* **Quoted passage**

/*********************                                                        */
/*! \file cd_set_collection.h
 ** \verbatim
 ** Original author: dejan
 ** Major contributors: none
 ** Minor contributors (to current version): mdeters
 ** This file is part of the CVC4 prototype.
 ** Copyright (c) 2009-2012  New York University and The University of Iowa
 ** See the file COPYING in the top-level source directory for licensing
 ** information.\endverbatim
 **
 ** \brief [[ Add one-line brief description here ]]
 **
 ** [[ Add lengthier description here ]]
 ** \todo document this file
 **/

/*
 * set_collection.h
 *
 *  Created on: Feb 24, 2011
 *      Author: dejan
 */

#pragma once

#include "cvc4_private.h"

#include <iostream>
#include "context/cdo.h"
#include "theory/bv/theory_bv_utils.h"

namespace CVC4 {
namespace context {

/**
 * A class representing a backtrackable set of slice points. The memory should allow indexing with the TreeEntry.left and
 * TreeEntry.right. TreeEntry should also provide null for the non-existing reference and a constructor with (value,
 * left, right).
 */
template <typename memory_type, typename tree_entry_type, typename value_type, bool pass_value_by_reference = false>
class BacktrackableSetCollection {

  /**
   * This is an interesting C++ question: how to make class applicable to non-by-value elements. If we turn
   * below into const value_type& it doesn't work for the bit-slicing as size_t it is passed by value, and moreover
   * we are using only a part of the word for the value. Hmmm.
   */
  typedef value_type const_value_reference;

  /** Type of the reference */
  typedef typename tree_entry_type::reference_type reference_type;

  /** The null reference */
  static const reference_type null = tree_entry_type::null;

  /** The memory this set collection will use */
  memory_type d_memory;

  /** Backtrackable number of nodes that have been inserted */
  context::CDO<unsigned> d_nodesInserted;

  /** Check if the reference is valid in the current context */
  inline bool isValid(reference_type set) const {
    return d_nodesInserted == d_memory.size() && (set == null || set < d_memory.size());
  }

  /** Backtrack */
  void backtrack() {
    while (d_nodesInserted < d_memory.size()) {
      const tree_entry_type& node = d_memory.back();

      if(Debug.isOn("cd_set_collection")) {
        Debug("cd_set_collection") << "BacktrackableSetCollection::backtrack(): removing " << node.getValue()
                                     << " from " << internalToString(getRoot(d_memory.size()-1)) << std::endl;
      }

      if (node.hasParent()) {
        if (node.isLeft()) {
          d_memory[node.getParent()].removeLeft();
        } else {
          d_memory[node.getParent()].removeRight();
        }
      }
      d_memory.pop_back();
    }
  }

  inline void backtrack() const {
    const_cast<BacktrackableSetCollection*>(this)->backtrack();
  }

  /**
   * Create a new set. The set must have at least one element.

* **What is asked**
1) Reproduce word for word the part of the source file starting with "inline void backtrack()" and going on through "least one element.".
2) Which institutions does the source file's header name as copyright holders?
The lines after this point are separate material and not part of the source file.

* **Supplied records**
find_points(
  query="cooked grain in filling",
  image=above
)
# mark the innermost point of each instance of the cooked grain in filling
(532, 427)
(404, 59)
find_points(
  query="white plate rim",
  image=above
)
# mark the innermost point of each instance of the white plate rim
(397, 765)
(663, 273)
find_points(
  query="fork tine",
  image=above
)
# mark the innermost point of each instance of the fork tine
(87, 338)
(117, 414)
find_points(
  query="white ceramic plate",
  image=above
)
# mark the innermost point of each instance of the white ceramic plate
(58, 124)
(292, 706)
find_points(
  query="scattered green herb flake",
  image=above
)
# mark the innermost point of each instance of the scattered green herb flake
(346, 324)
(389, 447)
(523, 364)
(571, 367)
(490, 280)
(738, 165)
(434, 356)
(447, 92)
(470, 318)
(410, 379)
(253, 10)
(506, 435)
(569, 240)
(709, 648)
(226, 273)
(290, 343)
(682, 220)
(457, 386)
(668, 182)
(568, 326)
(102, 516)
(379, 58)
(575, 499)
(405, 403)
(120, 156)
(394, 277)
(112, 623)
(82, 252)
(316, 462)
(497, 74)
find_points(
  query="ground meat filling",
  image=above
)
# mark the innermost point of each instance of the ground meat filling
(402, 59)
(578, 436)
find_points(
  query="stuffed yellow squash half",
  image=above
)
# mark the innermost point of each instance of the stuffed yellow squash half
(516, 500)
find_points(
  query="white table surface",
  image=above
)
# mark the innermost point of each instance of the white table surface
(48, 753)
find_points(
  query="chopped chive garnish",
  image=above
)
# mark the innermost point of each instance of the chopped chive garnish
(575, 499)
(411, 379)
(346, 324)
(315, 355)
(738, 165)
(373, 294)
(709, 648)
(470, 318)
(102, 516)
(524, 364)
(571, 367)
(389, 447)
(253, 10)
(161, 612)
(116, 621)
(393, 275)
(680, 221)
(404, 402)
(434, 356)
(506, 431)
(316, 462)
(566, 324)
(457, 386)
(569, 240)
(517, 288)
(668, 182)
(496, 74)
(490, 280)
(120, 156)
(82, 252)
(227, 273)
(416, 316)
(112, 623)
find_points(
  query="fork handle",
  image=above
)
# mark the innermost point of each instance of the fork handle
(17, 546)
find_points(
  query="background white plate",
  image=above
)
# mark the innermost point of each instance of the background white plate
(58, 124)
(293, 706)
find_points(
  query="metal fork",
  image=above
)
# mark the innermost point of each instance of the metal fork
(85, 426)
==
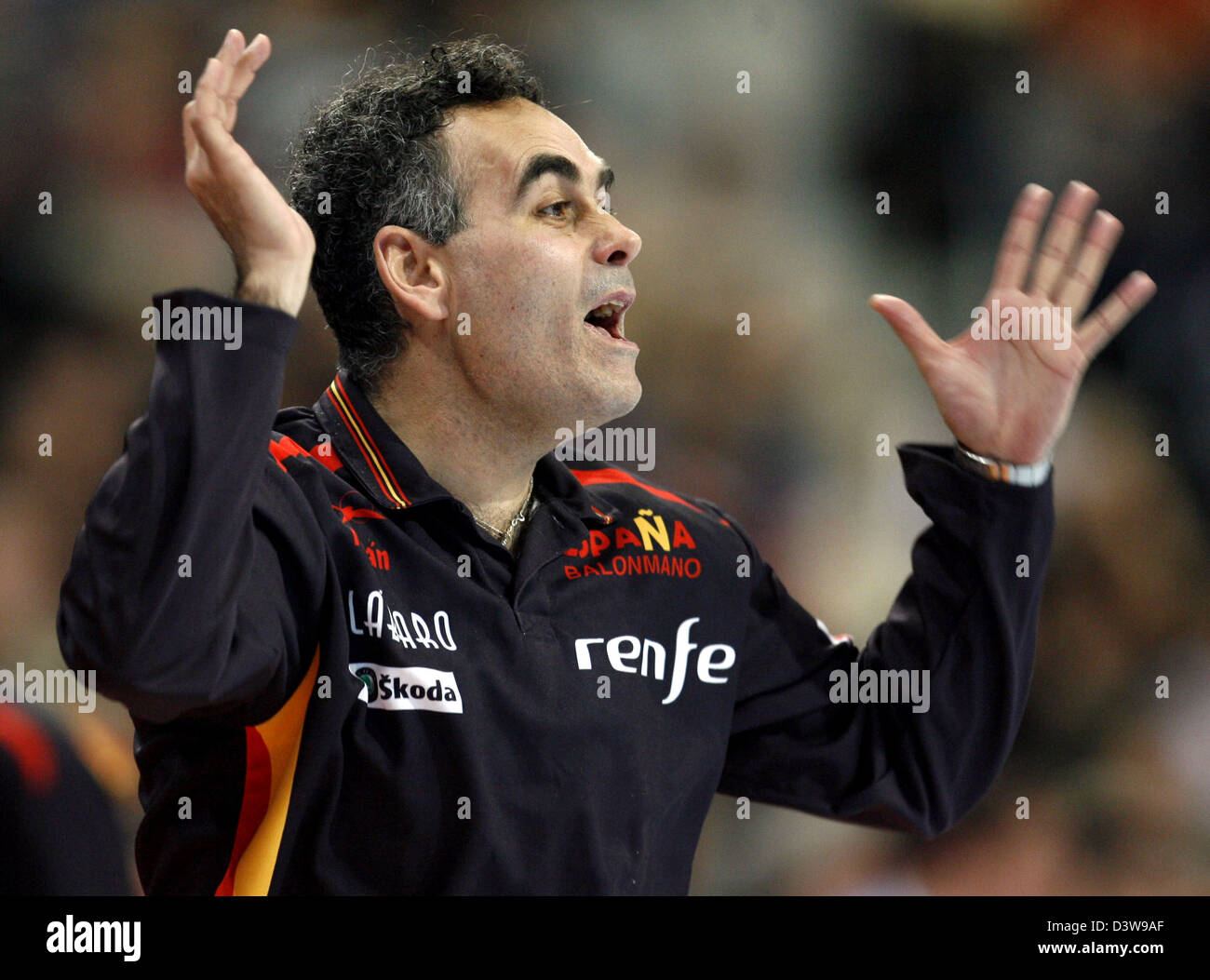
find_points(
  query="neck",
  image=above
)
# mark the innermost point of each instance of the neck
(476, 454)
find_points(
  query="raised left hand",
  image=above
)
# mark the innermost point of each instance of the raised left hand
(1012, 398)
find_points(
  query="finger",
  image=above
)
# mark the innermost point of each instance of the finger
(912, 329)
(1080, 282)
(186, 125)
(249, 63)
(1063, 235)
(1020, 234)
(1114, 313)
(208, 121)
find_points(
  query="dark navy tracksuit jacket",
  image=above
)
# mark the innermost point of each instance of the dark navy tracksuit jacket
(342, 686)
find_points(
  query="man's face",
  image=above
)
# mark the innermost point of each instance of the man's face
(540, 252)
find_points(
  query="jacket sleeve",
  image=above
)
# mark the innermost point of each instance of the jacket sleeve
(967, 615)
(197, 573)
--
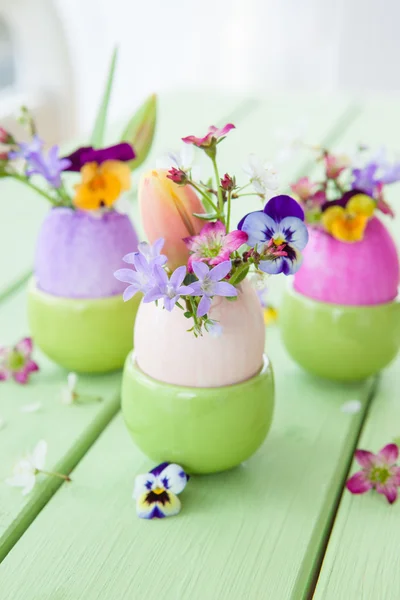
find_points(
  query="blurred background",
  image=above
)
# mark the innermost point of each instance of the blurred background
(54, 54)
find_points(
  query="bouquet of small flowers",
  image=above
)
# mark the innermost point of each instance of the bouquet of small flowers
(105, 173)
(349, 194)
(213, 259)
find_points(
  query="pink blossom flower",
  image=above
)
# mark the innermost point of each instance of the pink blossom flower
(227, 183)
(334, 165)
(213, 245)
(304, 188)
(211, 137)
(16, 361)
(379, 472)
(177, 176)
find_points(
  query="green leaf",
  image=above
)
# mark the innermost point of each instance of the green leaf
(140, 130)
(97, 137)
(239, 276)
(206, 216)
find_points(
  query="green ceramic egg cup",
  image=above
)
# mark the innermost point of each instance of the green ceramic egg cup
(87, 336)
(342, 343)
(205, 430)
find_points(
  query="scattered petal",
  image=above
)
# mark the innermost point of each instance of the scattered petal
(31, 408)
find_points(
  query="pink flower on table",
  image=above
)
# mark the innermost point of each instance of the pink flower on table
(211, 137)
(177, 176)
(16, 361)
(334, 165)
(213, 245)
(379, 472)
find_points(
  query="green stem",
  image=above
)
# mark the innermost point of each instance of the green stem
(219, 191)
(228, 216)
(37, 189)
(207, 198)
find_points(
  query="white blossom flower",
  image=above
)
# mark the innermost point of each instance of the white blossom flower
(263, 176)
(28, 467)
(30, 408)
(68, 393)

* **Expected responses**
1)
inline void backtrack() const {
    const_cast<BacktrackableSetCollection*>(this)->backtrack();
  }

  /**
   * Create a new set. The set must have at least one element.

2) New York University and The University of Iowa.